What the task asks | Without changing anything, copy out each entry.

Extracted information |
————
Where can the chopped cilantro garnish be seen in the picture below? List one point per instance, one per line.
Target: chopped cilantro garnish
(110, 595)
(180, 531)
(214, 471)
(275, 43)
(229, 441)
————
Result for this task |
Where can the chopped cilantro garnish be seen in the picture below? List one point per instance, one per line.
Target: chopped cilantro garnish
(110, 595)
(180, 531)
(214, 471)
(275, 43)
(229, 441)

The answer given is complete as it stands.